| ДАННЫЙ ОТРЫВОК |
▬▬▬▬▬▬▬▬▬▬
Мелодия этой чудесной музыки, казалось, уносила слушателей на небеса абсолютной полноты и покоя, и когда музыка подошла к концу, садхаки стали подходить к Матери, чтобы получить её благословения вместе с конфетами или фруктами. «Мать предстала предо мной», – вспоминает Ромэн Палит, – «как Королева Красоты в полутьме полночи».

VI

С 1933 года Мать начала раздавать всем новогодние послания, возвещая Новый Год своей чудесной музыкой. Постепенно, эти послания распространились и за пределами Ашрама, и, таким образом, многие, кто не мог принять участие в полуночной церемонии, могли получить благословления Матери и наставление в новом году. Садхаки и ученики ставили открытку с новогодним посланием на свой стол, где, в течение целого года, она служила им постоянным напоминанием и защитой. Со временем, новогодние послания стали нести в себе силу «Дневного Задания» духовного Генералиссимуса, ведущего войну с силами тьмы, неведения и тамаса, которые были постоянной угрозой жизни на земле.

Первые новогодние послания были заряжены особенной духовной силой. Сочетание медитации и молитвы, твердого намерения и призыва, послания задевали чуткие струны в душах садхаков и становились движущей силой для нового стремления и целенаправленного действия:

1933: Пусть рождение нового года станет новым рождением сознания в нас. Оставив прошлое далеко позади нас, мы устремимся к сияющему будущему.

1934: Господь, год уходит, и мы склоняемся перед Тобой в глубокой признательности. Господь, год возрождается вновь, и наша молитва устремляется к Тебе. Пусть наступающий год станет для нас зарёй новой жизни.

1935: Мы отдаём Тебе в этот вечер всё, что искусственно и ложно, всё, что одевает на себя маску и подражает истине. Пусть исчезнет оно вместе с уходящим годом. Пусть останется в новом году только то, что совершенно, истинно и искренне.
▬▬▬▬▬▬▬▬▬▬
| ВХОДНЫЕ ДАННЫЕ |
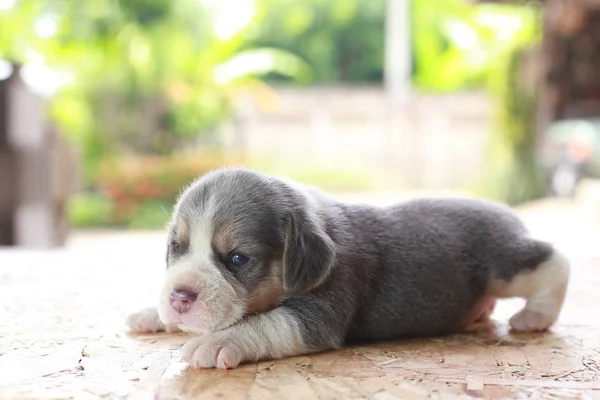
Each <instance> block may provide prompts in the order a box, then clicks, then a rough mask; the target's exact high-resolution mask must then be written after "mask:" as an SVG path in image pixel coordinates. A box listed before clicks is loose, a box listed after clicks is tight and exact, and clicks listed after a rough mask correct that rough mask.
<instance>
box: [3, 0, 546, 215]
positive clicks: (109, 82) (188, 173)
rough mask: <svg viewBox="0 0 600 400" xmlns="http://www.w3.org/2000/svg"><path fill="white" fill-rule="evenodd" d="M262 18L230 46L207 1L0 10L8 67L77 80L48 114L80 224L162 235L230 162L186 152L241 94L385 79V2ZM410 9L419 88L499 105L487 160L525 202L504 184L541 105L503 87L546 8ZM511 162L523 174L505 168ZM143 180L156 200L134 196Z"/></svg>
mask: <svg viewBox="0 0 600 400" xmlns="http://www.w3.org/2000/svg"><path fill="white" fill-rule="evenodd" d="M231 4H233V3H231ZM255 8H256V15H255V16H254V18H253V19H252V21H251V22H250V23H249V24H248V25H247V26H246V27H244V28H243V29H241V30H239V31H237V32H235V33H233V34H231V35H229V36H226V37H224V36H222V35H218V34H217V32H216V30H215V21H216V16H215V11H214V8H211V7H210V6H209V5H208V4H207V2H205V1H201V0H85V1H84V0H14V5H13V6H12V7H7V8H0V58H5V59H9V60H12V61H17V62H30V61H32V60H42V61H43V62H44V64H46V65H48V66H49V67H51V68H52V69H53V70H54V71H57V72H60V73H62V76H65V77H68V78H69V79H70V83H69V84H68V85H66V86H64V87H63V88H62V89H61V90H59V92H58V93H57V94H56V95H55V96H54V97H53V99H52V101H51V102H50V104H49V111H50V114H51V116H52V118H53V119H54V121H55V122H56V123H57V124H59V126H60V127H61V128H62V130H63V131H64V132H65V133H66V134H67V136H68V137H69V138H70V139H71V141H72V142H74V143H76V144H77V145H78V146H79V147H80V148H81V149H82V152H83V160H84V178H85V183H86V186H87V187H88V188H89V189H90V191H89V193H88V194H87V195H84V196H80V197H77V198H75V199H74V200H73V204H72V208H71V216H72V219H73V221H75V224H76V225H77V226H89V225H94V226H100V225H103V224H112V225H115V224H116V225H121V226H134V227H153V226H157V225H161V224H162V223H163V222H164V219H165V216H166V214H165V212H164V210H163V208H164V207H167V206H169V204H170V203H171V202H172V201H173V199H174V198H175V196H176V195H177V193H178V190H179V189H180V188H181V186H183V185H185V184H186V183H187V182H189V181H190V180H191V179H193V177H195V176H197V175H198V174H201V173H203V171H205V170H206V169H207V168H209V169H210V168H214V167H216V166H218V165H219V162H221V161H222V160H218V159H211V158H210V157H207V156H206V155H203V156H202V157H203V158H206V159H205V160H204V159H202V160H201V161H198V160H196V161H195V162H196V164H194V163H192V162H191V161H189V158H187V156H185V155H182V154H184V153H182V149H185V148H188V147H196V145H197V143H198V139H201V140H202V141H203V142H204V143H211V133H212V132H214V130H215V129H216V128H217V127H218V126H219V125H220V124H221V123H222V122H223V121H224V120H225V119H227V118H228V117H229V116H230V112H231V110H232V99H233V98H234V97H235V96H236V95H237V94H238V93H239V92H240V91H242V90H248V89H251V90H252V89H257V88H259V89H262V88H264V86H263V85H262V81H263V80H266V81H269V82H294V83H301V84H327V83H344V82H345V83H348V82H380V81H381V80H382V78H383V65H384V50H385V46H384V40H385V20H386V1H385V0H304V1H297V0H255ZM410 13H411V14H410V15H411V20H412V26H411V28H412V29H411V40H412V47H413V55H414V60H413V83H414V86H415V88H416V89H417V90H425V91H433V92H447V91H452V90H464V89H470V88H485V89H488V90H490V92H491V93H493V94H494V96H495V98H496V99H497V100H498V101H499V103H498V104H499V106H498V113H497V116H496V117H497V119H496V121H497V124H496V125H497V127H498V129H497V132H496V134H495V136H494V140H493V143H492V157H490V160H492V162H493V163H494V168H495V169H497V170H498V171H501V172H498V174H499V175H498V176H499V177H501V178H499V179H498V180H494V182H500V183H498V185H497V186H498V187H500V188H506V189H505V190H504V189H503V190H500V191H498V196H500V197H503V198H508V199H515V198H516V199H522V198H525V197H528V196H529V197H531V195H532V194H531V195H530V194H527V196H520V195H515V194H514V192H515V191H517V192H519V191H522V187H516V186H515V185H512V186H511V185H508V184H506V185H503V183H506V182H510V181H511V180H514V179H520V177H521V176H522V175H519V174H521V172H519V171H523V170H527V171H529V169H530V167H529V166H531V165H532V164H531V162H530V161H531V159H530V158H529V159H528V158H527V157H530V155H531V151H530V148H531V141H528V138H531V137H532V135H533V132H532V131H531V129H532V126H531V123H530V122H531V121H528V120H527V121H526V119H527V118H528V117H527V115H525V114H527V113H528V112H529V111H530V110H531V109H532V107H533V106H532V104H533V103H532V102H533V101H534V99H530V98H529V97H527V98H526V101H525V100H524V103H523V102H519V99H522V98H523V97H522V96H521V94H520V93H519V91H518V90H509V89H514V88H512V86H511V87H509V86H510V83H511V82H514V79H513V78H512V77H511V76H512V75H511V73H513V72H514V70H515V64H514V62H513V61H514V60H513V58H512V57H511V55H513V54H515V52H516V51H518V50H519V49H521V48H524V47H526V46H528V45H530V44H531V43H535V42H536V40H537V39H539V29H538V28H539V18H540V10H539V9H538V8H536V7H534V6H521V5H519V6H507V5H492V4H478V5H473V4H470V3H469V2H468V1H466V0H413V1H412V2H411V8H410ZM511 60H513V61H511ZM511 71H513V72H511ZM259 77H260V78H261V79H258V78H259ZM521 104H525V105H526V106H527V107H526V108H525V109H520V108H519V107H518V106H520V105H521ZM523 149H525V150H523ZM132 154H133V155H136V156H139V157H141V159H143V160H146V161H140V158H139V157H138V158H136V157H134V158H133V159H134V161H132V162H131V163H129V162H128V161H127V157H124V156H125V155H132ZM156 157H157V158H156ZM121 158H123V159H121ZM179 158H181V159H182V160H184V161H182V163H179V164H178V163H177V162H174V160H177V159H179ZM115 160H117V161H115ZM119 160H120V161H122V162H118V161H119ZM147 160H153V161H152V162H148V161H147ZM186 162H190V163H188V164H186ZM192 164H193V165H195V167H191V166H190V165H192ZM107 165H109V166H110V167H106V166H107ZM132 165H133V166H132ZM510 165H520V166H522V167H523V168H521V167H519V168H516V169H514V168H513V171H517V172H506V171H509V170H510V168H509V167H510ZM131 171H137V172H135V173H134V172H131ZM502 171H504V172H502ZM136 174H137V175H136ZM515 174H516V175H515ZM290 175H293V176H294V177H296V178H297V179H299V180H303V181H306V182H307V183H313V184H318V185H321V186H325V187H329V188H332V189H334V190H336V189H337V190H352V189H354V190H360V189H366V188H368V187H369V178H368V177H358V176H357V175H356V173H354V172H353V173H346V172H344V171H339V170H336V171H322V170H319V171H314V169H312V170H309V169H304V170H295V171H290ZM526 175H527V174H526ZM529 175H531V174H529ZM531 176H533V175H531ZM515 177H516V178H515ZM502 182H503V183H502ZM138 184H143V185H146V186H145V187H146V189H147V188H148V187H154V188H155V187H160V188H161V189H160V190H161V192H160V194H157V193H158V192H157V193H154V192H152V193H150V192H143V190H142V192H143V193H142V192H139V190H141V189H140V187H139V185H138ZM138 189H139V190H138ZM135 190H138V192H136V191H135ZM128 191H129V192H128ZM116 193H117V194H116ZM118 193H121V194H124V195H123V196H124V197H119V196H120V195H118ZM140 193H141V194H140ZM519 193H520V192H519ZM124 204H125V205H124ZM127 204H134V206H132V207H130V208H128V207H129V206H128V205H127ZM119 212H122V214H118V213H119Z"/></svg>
▬▬▬▬▬▬▬▬▬▬
| ВАШЕ ЗАДАНИЕ |
Перепишите полностью отрывок о новогодних посланиях Матери, ничего в нём не меняя.

| ОТВЕТ НА ЗАДАНИЕ |
Мелодия этой чудесной музыки, казалось, уносила слушателей на небеса абсолютной полноты и покоя, и когда музыка подошла к концу, садхаки стали подходить к Матери, чтобы получить её благословения вместе с конфетами или фруктами. «Мать предстала предо мной», – вспоминает Ромэн Палит, – «как Королева Красоты в полутьме полночи».

VI

С 1933 года Мать начала раздавать всем новогодние послания, возвещая Новый Год своей чудесной музыкой. Постепенно, эти послания распространились и за пределами Ашрама, и, таким образом, многие, кто не мог принять участие в полуночной церемонии, могли получить благословления Матери и наставление в новом году. Садхаки и ученики ставили открытку с новогодним посланием на свой стол, где, в течение целого года, она служила им постоянным напоминанием и защитой. Со временем, новогодние послания стали нести в себе силу «Дневного Задания» духовного Генералиссимуса, ведущего войну с силами тьмы, неведения и тамаса, которые были постоянной угрозой жизни на земле.

Первые новогодние послания были заряжены особенной духовной силой. Сочетание медитации и молитвы, твердого намерения и призыва, послания задевали чуткие струны в душах садхаков и становились движущей силой для нового стремления и целенаправленного действия:

1933: Пусть рождение нового года станет новым рождением сознания в нас. Оставив прошлое далеко позади нас, мы устремимся к сияющему будущему.

1934: Господь, год уходит, и мы склоняемся перед Тобой в глубокой признательности. Господь, год возрождается вновь, и наша молитва устремляется к Тебе. Пусть наступающий год станет для нас зарёй новой жизни.

1935: Мы отдаём Тебе в этот вечер всё, что искусственно и ложно, всё, что одевает на себя маску и подражает истине. Пусть исчезнет оно вместе с уходящим годом. Пусть останется в новом году только то, что совершенно, истинно и искренне.